PASSAGE GIVEN:
Yes, I have had no problem with State Registration anywhere in the Caribbean, except the French Islands.


----------



## TSOJOURNER (Dec 16, 1999)

hellosailor,the thing is, i will not be back to australia for 3 years at least,i think it might be easer at the moment to stay with usa state registration.as i will be sailing back and forth from ny state to miami bahamas ect,
thanks for your input cheers, johnny


----------



## TSOJOURNER (Dec 16, 1999)

gtod25.usa state rego is good for the caribbean,thats good to hear,whats the deal with the french ah!!
cheers johnny


----------



## camaraderie (May 22, 2002)

Johnny....HS has it pretty much right except that the Bahamas ans some other islands will accept a state reg. You won't get through the canal that way though so you MUST title the boat in aussieland. If you do that you can avoid state sales tax by moving along. Florida has a 90 day limit and a 6% minimum sales tax with a little more in some counties.


----------



## camaraderie (May 22, 2002)

Johnny... Gtod is right AND wrong. Most islands will let you in with just state registration BUT many of their RULES require documentation...so you always are taking a chance on the customs guy being nice to you. French Islands will never let you in! In any case...you NEED Aussie documentation to get through the canal and through the pacific.


----------



## TSOJOURNER (Dec 16, 1999)

camaraderie,yes i will rego in australia but not right now, thanks for the info.johnny


----------



## sailingdog (Mar 19, 2006)

RECORD EXTRACTS:
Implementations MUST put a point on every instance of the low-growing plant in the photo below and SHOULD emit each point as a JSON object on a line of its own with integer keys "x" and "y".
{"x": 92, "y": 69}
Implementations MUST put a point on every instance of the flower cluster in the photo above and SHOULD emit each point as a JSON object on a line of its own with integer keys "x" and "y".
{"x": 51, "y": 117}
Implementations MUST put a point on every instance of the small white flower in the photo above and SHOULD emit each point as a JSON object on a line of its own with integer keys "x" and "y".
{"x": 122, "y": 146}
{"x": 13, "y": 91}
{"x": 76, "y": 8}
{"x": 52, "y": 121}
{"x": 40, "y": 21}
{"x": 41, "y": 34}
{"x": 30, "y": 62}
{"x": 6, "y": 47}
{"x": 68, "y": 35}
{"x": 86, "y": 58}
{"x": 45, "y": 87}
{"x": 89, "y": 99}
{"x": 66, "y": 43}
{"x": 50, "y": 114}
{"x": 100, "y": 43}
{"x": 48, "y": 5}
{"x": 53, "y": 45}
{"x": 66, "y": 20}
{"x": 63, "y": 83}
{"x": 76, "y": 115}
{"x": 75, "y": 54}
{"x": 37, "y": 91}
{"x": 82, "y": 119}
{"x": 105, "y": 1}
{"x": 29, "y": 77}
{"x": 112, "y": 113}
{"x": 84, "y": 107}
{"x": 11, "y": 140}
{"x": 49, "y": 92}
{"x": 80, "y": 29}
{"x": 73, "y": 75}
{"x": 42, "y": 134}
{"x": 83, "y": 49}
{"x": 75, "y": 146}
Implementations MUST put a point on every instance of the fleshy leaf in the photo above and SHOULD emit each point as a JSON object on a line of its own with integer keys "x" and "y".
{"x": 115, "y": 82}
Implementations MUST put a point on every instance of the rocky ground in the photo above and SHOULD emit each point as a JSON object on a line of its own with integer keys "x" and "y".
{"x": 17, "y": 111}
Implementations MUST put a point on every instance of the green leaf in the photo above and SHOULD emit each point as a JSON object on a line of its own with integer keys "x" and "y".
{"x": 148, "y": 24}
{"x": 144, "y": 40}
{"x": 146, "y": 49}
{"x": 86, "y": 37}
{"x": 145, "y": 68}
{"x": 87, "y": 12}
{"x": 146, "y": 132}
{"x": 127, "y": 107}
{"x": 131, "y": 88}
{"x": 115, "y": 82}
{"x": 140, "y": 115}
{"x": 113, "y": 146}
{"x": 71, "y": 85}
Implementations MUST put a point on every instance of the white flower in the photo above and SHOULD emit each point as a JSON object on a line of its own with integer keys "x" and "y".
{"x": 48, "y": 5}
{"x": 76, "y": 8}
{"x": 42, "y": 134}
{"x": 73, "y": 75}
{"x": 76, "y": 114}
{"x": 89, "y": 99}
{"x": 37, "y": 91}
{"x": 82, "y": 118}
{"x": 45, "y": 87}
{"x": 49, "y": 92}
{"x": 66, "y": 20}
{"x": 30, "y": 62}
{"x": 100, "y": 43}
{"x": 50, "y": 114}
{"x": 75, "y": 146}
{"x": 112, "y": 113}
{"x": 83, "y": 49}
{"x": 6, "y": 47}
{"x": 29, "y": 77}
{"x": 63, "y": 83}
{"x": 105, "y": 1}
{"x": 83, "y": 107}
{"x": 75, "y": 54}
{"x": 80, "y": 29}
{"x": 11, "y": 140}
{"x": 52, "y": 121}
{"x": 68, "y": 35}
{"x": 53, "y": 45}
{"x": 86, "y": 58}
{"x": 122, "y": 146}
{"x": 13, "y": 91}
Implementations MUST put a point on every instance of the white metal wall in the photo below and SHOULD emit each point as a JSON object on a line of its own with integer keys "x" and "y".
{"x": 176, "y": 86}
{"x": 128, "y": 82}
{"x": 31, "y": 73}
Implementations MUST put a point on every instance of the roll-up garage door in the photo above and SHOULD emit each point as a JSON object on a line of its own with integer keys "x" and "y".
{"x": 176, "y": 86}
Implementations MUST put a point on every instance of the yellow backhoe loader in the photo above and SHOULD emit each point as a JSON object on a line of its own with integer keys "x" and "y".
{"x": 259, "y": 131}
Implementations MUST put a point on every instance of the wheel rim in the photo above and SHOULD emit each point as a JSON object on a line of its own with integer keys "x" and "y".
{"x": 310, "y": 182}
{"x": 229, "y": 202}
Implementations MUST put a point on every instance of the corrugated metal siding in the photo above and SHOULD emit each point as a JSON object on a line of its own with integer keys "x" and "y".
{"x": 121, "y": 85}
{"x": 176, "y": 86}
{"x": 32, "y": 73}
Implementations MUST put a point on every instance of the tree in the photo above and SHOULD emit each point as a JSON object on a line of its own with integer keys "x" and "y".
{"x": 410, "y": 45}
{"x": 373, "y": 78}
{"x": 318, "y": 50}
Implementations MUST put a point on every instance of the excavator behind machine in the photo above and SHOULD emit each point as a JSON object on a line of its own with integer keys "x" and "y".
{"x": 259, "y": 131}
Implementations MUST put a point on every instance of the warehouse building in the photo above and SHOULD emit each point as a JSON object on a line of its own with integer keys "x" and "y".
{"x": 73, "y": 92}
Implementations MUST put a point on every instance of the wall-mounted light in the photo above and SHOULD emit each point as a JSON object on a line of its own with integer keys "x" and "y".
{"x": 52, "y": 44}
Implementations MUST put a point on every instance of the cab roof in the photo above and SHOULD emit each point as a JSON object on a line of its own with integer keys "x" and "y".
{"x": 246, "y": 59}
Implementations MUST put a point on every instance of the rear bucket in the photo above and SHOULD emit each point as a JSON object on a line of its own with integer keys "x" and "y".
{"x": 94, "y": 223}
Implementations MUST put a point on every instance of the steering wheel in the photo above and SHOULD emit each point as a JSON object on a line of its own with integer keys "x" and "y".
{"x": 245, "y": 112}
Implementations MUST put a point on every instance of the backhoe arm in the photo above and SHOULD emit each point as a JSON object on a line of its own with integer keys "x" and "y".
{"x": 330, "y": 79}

WRITTEN PROBLEM 1: Please duplicate everything in the boat registration thread from "Johnny....HS has it" down to "through the pacific.".
WRITTEN PROBLEM 2: In the boat registration thread, what minimum sales tax does Florida charge?

COMPLETE OUTPUT 1:
Johnny....HS has it pretty much right except that the Bahamas ans some other islands will accept a state reg. You won't get through the canal that way though so you MUST title the boat in aussieland. If you do that you can avoid state sales tax by moving along. Florida has a 90 day limit and a 6% minimum sales tax with a little more in some counties.


----------



## camaraderie (May 22, 2002)

Johnny... Gtod is right AND wrong. Most islands will let you in with just state registration BUT many of their RULES require documentation...so you always are taking a chance on the customs guy being nice to you. French Islands will never let you in! In any case...you NEED Aussie documentation to get through the canal and through the pacific.

COMPLETE OUTPUT 2: A 6% minimum, with a little more in some counties.